PAGE EXCERPT:
■ ■ ■
Re: Kafka Streams: joins without windowing (KStream) and without being KTables

Michael Noll Tue, 06 Sep 2016 04:33:49 -0700

Also, another upcoming feature is (slightly simplified description follows)
"global" state/KTable.  Today, a KTable is always partitioned/sharded.  One
advantage of global state/tables will be for use cases where you need to
perform non-key joins, similar to what Guillermo described previously in
this thread.  Keep in mind that global tables implies that each
corresponding stream task will get a full, replicated copy of the table, so
you must pay attention to the memory/disk footprint.


On Tue, Sep 6, 2016 at 10:31 AM, Matthias J. Sax <[email protected]>
wrote:

> Hi,
>
> currently, in DSL only primary-key joins are supported. However in you
> case, you have a non-primary-key join. There is already a JIRA to add
> support for this: https://issues.apache.org/jira/browse/KAFKA-3705
>
> Currently, you will need to use Processor API. For the non-time-based
> input (if not too large) you could replicate it to all application
> instances and build a hash table (a simple in-memory HashMap might be
> sufficient). If input is too large to fit into memory, you need to build
> a more sophisticated hash table that also uses the disk.
■ ■ ■
DATA SHOWN:
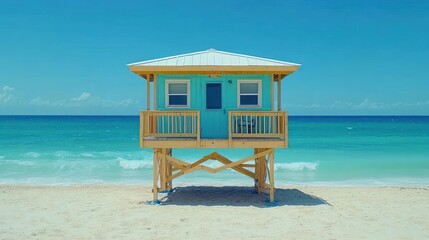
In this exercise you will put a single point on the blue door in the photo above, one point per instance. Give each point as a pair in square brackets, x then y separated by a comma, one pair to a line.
[213, 113]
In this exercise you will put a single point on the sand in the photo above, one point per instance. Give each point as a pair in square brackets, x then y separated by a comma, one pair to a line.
[121, 212]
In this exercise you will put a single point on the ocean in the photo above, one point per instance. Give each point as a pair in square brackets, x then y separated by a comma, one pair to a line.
[328, 150]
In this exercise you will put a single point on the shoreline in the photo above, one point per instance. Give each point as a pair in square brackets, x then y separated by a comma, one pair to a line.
[209, 212]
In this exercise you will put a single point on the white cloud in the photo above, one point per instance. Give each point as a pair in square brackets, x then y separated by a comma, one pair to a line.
[366, 104]
[6, 94]
[83, 97]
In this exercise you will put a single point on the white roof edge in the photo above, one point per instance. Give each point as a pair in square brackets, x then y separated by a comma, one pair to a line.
[215, 51]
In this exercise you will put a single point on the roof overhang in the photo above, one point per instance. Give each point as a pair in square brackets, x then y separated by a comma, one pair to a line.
[144, 70]
[213, 62]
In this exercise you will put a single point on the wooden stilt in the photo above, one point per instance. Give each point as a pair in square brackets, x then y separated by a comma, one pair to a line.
[155, 174]
[257, 172]
[169, 170]
[166, 168]
[271, 158]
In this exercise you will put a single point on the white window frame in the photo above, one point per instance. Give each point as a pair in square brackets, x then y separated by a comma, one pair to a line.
[259, 82]
[188, 93]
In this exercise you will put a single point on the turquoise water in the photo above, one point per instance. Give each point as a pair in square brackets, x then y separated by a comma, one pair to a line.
[62, 150]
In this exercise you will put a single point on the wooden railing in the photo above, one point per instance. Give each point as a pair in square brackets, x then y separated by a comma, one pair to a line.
[170, 124]
[254, 124]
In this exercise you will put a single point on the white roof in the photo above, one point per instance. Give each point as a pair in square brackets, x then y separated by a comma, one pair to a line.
[212, 57]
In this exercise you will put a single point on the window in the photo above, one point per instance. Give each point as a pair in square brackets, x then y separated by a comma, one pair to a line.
[249, 93]
[213, 96]
[177, 93]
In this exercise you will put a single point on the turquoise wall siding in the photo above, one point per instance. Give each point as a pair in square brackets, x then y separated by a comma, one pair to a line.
[214, 123]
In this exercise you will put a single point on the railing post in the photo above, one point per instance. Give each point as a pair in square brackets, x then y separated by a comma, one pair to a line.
[229, 129]
[198, 128]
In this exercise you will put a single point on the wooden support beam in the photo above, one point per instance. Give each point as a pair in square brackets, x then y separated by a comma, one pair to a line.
[154, 92]
[155, 175]
[272, 92]
[233, 164]
[279, 93]
[271, 158]
[237, 168]
[148, 92]
[169, 170]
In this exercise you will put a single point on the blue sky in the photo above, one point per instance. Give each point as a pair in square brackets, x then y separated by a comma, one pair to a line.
[358, 57]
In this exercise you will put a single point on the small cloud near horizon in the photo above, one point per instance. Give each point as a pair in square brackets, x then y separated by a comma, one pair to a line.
[84, 99]
[6, 94]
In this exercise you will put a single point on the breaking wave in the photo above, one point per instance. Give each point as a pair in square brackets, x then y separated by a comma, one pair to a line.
[296, 166]
[133, 164]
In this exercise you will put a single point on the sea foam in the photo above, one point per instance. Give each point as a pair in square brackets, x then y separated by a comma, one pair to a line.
[296, 166]
[133, 164]
[33, 154]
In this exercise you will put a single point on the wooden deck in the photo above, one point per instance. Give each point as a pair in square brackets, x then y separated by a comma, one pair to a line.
[182, 142]
[181, 129]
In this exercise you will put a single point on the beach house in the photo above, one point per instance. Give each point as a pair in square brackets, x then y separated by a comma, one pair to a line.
[213, 99]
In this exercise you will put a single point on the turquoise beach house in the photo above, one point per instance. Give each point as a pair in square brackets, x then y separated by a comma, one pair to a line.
[212, 99]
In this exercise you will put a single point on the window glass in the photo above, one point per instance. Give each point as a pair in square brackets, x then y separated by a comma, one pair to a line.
[249, 93]
[249, 88]
[213, 96]
[249, 100]
[178, 100]
[177, 88]
[177, 93]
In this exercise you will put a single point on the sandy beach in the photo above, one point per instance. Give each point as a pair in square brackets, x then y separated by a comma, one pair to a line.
[122, 212]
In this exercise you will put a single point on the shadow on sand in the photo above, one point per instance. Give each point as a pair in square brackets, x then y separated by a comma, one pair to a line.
[236, 196]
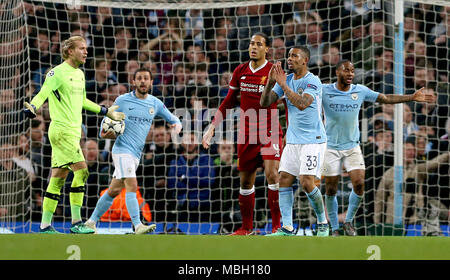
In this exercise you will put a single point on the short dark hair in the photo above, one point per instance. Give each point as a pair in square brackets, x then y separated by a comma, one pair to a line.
[342, 62]
[304, 49]
[143, 69]
[266, 38]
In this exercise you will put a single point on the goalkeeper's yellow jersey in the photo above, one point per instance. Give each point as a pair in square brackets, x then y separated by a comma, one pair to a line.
[65, 89]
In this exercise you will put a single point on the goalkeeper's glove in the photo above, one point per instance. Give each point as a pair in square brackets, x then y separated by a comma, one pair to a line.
[30, 110]
[176, 128]
[112, 114]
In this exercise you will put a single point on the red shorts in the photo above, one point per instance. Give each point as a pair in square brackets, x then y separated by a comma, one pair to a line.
[252, 156]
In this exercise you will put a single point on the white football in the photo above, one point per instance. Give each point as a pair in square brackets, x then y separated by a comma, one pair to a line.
[111, 125]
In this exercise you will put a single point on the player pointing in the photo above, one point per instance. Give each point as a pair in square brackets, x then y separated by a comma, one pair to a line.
[141, 109]
[342, 127]
[257, 125]
[64, 87]
[305, 136]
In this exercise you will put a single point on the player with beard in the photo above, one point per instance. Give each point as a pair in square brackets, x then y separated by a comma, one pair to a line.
[342, 102]
[141, 108]
[260, 135]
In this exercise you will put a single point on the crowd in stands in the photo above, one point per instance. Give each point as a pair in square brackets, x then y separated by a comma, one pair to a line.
[192, 54]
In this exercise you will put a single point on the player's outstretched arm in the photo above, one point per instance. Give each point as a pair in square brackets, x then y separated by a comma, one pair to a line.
[206, 141]
[30, 110]
[420, 95]
[269, 96]
[302, 100]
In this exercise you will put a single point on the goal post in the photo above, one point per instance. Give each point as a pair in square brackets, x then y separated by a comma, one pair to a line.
[192, 48]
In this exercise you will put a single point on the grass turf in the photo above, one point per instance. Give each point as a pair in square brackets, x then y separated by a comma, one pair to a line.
[214, 247]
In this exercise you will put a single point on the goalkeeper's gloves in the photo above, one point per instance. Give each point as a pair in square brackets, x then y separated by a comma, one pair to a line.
[111, 113]
[30, 110]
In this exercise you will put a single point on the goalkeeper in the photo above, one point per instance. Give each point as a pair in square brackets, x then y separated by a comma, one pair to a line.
[64, 87]
[142, 108]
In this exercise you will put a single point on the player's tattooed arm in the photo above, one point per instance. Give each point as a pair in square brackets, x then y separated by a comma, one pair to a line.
[300, 100]
[268, 96]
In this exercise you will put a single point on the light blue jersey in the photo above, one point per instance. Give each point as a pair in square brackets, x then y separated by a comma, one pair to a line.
[341, 114]
[139, 117]
[304, 127]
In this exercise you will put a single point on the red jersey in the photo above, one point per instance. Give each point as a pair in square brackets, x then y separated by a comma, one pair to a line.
[250, 84]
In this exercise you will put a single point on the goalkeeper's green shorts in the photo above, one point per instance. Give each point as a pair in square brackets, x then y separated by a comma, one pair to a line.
[66, 148]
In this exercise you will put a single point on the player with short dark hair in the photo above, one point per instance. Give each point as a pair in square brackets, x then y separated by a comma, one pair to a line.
[342, 102]
[259, 140]
[141, 108]
[305, 137]
[64, 87]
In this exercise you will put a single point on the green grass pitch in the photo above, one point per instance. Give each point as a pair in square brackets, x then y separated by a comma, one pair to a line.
■ ■ ■
TASKS TO PERFORM:
1. Return each line of the entries that contains the word "railing".
2. Pick up the message on Kafka Streams joins after its last sentence and continue writing it.
The message on Kafka Streams joins and the entries come from unrelated sources.

ANSWERS TO THE EXERCISE:
1.
In this exercise you will put a single point on the wooden railing in the photo above, one point per instance. Give each point as a pair in square brackets, x then y separated by a comma, one pair to a line.
In this exercise you will put a single point on the railing post in the photo above, one point per instance. Give each point as a pair in square brackets, x then y separated by a comma, one pair to a line.

2.
>
> For replication, you will need an additional KafkaConsumer that assigns
> all partitions manually to itself and does never commit its offset
> (offset commit only work correctly, if each partitions is only assigned
> once -- but in your case, it would be assigned multiple times, depending
> on your overall parallelism of your Streams app).
>
> For the time-based input, you can just read it regularly, and for each
> record you do a look-up in the HashTable to compute the join.
>
> Does this make sense?
>
>
> -Matthias
>
> On 09/05/2016 11:28 PM, Guillermo Lammers Corral wrote:
> > Hi Matthias,
> >
> > Good question... the main problem is related with the kind of my data.
> The
> > first source of data is time based and the second one not but both have a
> > field with the same value (I don't know how to use it in the join without
> > being key. It can't, let me explain why):
> >
> > ObjectX (sameValue, date, valueX)
> > ObjectY (uniqueId, sameValue, valueY)
> >
> > I want to create a result object based on X and Y using sameValue as
> "key"
> > but there are some problems here:
> >
> >    - sameValue of ObjectX cannot be key because I must take care of date
> >    - sameValue of ObjectY cannot be key because sameValue is not key of
> >    ObjectX (we couldn't join anything)
> >    - uniqueId of ObjectY cannot be key because does not exists in ObjectX
> >    (we couldn't join anything)
> >    - I couldn't use as key something like someValue_date because date
> does
> >    not exists in ObjectY (we couldn't join anything)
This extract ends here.